## START

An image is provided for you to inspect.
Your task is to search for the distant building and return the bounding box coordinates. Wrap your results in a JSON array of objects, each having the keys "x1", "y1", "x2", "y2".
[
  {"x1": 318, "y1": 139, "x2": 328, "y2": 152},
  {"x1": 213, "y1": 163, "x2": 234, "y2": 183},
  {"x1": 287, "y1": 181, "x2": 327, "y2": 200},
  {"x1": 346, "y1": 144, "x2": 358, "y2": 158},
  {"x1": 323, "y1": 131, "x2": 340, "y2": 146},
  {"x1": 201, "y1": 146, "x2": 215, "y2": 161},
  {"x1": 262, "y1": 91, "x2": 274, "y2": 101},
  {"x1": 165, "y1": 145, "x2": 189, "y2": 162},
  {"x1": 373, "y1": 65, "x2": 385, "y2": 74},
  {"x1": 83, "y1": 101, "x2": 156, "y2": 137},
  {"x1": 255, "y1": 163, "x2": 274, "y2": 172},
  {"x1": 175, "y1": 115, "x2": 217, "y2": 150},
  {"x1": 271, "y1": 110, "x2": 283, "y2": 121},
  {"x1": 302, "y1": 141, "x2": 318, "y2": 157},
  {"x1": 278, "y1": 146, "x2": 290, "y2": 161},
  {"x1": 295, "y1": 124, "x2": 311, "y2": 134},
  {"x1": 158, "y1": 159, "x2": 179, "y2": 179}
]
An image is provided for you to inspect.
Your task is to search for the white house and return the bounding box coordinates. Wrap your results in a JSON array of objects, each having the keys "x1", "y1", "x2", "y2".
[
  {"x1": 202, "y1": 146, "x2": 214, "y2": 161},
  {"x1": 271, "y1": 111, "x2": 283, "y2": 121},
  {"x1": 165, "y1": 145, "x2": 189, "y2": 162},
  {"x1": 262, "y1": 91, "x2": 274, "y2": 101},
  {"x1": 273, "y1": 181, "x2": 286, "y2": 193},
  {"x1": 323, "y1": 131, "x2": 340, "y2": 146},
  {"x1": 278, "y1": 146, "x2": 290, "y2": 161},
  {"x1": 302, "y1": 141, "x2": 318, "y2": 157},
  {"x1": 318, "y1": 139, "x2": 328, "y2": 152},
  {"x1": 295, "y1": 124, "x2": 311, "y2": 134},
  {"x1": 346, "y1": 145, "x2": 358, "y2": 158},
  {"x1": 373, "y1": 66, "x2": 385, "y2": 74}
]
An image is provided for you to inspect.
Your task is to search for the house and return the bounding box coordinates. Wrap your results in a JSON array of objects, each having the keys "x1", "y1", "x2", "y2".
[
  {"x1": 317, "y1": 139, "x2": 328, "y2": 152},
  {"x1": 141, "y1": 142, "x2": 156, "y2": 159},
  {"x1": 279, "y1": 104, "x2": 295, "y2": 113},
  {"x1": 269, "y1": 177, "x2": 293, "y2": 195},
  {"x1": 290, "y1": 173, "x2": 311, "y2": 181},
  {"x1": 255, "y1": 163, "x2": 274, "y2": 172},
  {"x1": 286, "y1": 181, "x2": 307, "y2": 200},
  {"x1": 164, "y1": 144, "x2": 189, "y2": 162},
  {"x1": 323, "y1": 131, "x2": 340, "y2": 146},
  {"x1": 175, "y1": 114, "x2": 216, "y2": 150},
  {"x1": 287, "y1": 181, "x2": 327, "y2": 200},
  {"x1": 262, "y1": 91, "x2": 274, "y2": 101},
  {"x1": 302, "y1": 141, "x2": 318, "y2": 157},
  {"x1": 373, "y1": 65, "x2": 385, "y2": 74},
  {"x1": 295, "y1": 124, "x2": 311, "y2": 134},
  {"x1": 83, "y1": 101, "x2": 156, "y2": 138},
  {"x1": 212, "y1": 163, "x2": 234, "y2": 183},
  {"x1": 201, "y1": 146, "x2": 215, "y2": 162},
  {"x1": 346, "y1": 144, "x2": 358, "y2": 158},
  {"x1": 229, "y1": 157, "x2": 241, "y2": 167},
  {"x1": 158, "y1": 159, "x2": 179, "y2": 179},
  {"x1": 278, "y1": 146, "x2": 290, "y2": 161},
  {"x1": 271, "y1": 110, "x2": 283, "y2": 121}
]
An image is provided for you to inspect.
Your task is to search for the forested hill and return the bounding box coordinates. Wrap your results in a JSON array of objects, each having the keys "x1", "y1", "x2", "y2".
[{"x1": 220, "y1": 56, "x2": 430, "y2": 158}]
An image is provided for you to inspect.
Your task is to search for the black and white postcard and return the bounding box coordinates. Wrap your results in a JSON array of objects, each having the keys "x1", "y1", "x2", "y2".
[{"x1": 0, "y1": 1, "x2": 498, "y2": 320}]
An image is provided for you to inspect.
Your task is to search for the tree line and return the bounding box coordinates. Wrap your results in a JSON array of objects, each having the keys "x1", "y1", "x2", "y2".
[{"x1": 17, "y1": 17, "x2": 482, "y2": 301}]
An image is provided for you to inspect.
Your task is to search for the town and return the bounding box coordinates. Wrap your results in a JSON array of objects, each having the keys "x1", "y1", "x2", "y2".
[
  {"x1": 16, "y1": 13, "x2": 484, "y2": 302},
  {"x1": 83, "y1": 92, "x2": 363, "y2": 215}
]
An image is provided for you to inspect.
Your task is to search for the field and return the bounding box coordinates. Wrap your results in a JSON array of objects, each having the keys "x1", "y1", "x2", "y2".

## END

▸ AIM OF THE EXERCISE
Copy out every entry again, exactly as it was given.

▸ WRITTEN RESPONSE
An image is provided for you to inspect.
Your task is to search for the distant building and return the bounding box coordinates. Wrap your results in a JSON array of objects, each having the keys "x1", "y1", "x2", "y2".
[
  {"x1": 318, "y1": 139, "x2": 328, "y2": 152},
  {"x1": 213, "y1": 163, "x2": 234, "y2": 183},
  {"x1": 287, "y1": 181, "x2": 327, "y2": 200},
  {"x1": 346, "y1": 144, "x2": 358, "y2": 158},
  {"x1": 323, "y1": 131, "x2": 340, "y2": 146},
  {"x1": 201, "y1": 146, "x2": 215, "y2": 161},
  {"x1": 262, "y1": 91, "x2": 274, "y2": 101},
  {"x1": 165, "y1": 145, "x2": 189, "y2": 162},
  {"x1": 373, "y1": 65, "x2": 385, "y2": 74},
  {"x1": 83, "y1": 101, "x2": 156, "y2": 137},
  {"x1": 255, "y1": 163, "x2": 274, "y2": 172},
  {"x1": 175, "y1": 115, "x2": 217, "y2": 150},
  {"x1": 271, "y1": 110, "x2": 283, "y2": 121},
  {"x1": 302, "y1": 141, "x2": 318, "y2": 157},
  {"x1": 278, "y1": 146, "x2": 290, "y2": 161},
  {"x1": 295, "y1": 124, "x2": 311, "y2": 134},
  {"x1": 158, "y1": 159, "x2": 179, "y2": 179}
]
An image is provided for you to inspect.
Your task is to search for the white house and return the bounding box coordinates. Wrap your results in a JSON array of objects, each having the keys "x1", "y1", "x2", "y2".
[
  {"x1": 202, "y1": 146, "x2": 214, "y2": 161},
  {"x1": 271, "y1": 111, "x2": 283, "y2": 121},
  {"x1": 165, "y1": 145, "x2": 189, "y2": 162},
  {"x1": 262, "y1": 91, "x2": 274, "y2": 101},
  {"x1": 273, "y1": 181, "x2": 286, "y2": 193},
  {"x1": 323, "y1": 131, "x2": 340, "y2": 146},
  {"x1": 278, "y1": 146, "x2": 290, "y2": 161},
  {"x1": 302, "y1": 141, "x2": 318, "y2": 157},
  {"x1": 318, "y1": 139, "x2": 328, "y2": 152},
  {"x1": 295, "y1": 124, "x2": 311, "y2": 134},
  {"x1": 346, "y1": 145, "x2": 358, "y2": 158},
  {"x1": 373, "y1": 66, "x2": 385, "y2": 74}
]
An image is provided for you to inspect.
Your task is to search for the house and return the bounding box coordinates. Wrap your results in a JSON array of objects, each having the keys "x1", "y1", "x2", "y2".
[
  {"x1": 317, "y1": 139, "x2": 328, "y2": 152},
  {"x1": 141, "y1": 142, "x2": 156, "y2": 159},
  {"x1": 279, "y1": 104, "x2": 295, "y2": 113},
  {"x1": 269, "y1": 177, "x2": 293, "y2": 195},
  {"x1": 290, "y1": 173, "x2": 311, "y2": 181},
  {"x1": 255, "y1": 163, "x2": 274, "y2": 172},
  {"x1": 286, "y1": 181, "x2": 307, "y2": 200},
  {"x1": 164, "y1": 144, "x2": 189, "y2": 162},
  {"x1": 323, "y1": 131, "x2": 340, "y2": 146},
  {"x1": 175, "y1": 114, "x2": 216, "y2": 150},
  {"x1": 287, "y1": 181, "x2": 327, "y2": 200},
  {"x1": 262, "y1": 91, "x2": 274, "y2": 101},
  {"x1": 302, "y1": 141, "x2": 318, "y2": 157},
  {"x1": 373, "y1": 65, "x2": 385, "y2": 74},
  {"x1": 295, "y1": 124, "x2": 311, "y2": 134},
  {"x1": 83, "y1": 101, "x2": 156, "y2": 138},
  {"x1": 212, "y1": 163, "x2": 234, "y2": 183},
  {"x1": 201, "y1": 146, "x2": 215, "y2": 162},
  {"x1": 346, "y1": 144, "x2": 358, "y2": 158},
  {"x1": 229, "y1": 157, "x2": 241, "y2": 167},
  {"x1": 158, "y1": 159, "x2": 179, "y2": 179},
  {"x1": 278, "y1": 146, "x2": 290, "y2": 161},
  {"x1": 271, "y1": 110, "x2": 283, "y2": 121}
]
An image is provided for you to inspect.
Your task is to search for the forested hill and return the bounding box coordinates. Wrap your results in a JSON array of objects, each having the keys "x1", "y1", "x2", "y2".
[{"x1": 220, "y1": 56, "x2": 430, "y2": 158}]
An image is provided for you to inspect.
Your task is to search for the black and white postcard and return the bounding box coordinates. Wrap your results in a JSON array of objects, each having the keys "x1", "y1", "x2", "y2".
[{"x1": 0, "y1": 1, "x2": 498, "y2": 320}]
An image is provided for you to inspect.
Your task is to search for the tree line and return the bounding box coordinates. Wrap your results in a JSON array of objects, each having the keys "x1", "y1", "x2", "y2".
[{"x1": 17, "y1": 17, "x2": 482, "y2": 301}]
An image is provided for you to inspect.
Your task is to search for the town and return the bounding box coordinates. Wrap your results in a JSON array of objects, each having the keys "x1", "y1", "x2", "y2".
[
  {"x1": 16, "y1": 13, "x2": 484, "y2": 302},
  {"x1": 83, "y1": 92, "x2": 363, "y2": 215}
]
An image is provided for you to inspect.
Your task is to search for the field and return the bounding box coordinates. Wrap your results in a JSON array of objects, each having the keys "x1", "y1", "x2", "y2".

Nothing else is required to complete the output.